What needs to be done:
Can you quote the records below in full, word for word?

Dataset:
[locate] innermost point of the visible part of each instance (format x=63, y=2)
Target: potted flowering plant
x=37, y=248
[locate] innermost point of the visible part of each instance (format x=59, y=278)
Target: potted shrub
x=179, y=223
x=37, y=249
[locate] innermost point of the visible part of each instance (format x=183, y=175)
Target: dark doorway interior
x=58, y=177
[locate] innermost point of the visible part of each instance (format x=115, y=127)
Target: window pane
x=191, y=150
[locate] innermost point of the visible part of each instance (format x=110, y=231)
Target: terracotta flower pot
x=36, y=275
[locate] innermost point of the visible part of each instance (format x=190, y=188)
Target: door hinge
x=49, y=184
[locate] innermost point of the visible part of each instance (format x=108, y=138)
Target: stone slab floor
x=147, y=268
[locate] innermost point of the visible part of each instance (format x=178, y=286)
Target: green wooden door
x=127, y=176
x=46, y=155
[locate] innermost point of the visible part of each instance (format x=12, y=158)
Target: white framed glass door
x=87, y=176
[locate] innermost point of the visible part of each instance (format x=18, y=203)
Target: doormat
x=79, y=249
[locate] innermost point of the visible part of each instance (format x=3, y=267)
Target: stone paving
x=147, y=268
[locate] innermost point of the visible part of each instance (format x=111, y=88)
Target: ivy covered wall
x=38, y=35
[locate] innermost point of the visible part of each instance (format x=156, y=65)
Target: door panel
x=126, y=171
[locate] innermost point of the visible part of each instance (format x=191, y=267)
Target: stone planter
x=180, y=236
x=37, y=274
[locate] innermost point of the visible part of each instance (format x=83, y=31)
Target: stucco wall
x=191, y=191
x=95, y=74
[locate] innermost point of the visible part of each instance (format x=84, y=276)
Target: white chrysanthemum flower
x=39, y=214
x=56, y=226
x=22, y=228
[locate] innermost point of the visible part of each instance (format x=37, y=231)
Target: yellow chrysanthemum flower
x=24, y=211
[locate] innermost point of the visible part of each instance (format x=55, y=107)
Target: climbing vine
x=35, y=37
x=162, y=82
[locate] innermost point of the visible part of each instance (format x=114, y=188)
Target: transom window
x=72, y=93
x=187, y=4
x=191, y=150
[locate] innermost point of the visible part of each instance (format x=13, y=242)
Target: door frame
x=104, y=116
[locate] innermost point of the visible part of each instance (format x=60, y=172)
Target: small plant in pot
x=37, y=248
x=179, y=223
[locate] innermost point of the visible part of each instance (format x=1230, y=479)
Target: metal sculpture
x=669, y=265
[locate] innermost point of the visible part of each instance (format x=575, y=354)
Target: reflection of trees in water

Output of the exercise:
[locate] innermost point of the visible part of each instance (format x=63, y=2)
Target: potted flowering plant
x=37, y=248
[locate] innermost point of the visible part of each instance (format x=59, y=278)
Target: potted shrub
x=179, y=223
x=37, y=249
[locate] innermost point of the visible part of each instance (format x=183, y=175)
Target: dark doorway interior
x=58, y=177
[locate] innermost point of the visible part of each instance (format x=115, y=127)
Target: window pane
x=191, y=150
[locate] innermost point of the visible part of each instance (format x=110, y=231)
Target: terracotta flower pot
x=36, y=275
[locate] innermost point of the visible part of each instance (format x=190, y=188)
Target: door hinge
x=49, y=184
[locate] innermost point of the visible part of each instance (format x=108, y=138)
Target: stone slab floor
x=147, y=268
[locate] innermost point of the visible part of each instance (format x=178, y=286)
Target: green wooden door
x=127, y=176
x=46, y=155
[locate] innermost point of the visible part of each instance (format x=12, y=158)
Target: white framed glass door
x=87, y=176
[locate] innermost point of the visible part of each instance (format x=18, y=203)
Target: doormat
x=79, y=249
[locate] innermost point of the visible part of each instance (format x=3, y=267)
Target: stone paving
x=147, y=268
[locate] innermost point of the visible part of each instance (format x=111, y=88)
Target: ivy covered wall
x=38, y=35
[locate] innermost point of the visible part of each instance (format x=156, y=65)
Target: door panel
x=126, y=171
[locate] innermost point of the visible part of each instance (format x=191, y=267)
Target: stone planter
x=180, y=236
x=37, y=274
[locate] innermost point of the visible part of each instance (format x=83, y=31)
Target: stucco wall
x=191, y=191
x=95, y=74
[locate] innermost point of the visible part of each instance (format x=84, y=276)
Target: white chrysanthemum flower
x=39, y=214
x=56, y=226
x=22, y=228
[locate] innermost point of the visible part of each instance (format x=37, y=231)
Target: yellow chrysanthemum flower
x=24, y=211
[locate] innermost point of the visible part of each instance (format x=55, y=107)
Target: climbing vine
x=35, y=37
x=162, y=82
[locate] innermost point of the visible part of each instance (format x=114, y=188)
Target: transom window
x=72, y=93
x=187, y=4
x=191, y=150
[locate] innermost point of the visible part of each instance (format x=13, y=242)
Target: door frame
x=104, y=116
[locate] innermost point of the visible part of each instance (format x=60, y=172)
Target: small plant in pot
x=37, y=248
x=179, y=223
[locate] innermost point of the visible part of each instance (format x=1230, y=479)
Target: metal sculpture
x=669, y=265
[locate] innermost point of the visible part of each instance (format x=575, y=354)
Target: reflection of trees in water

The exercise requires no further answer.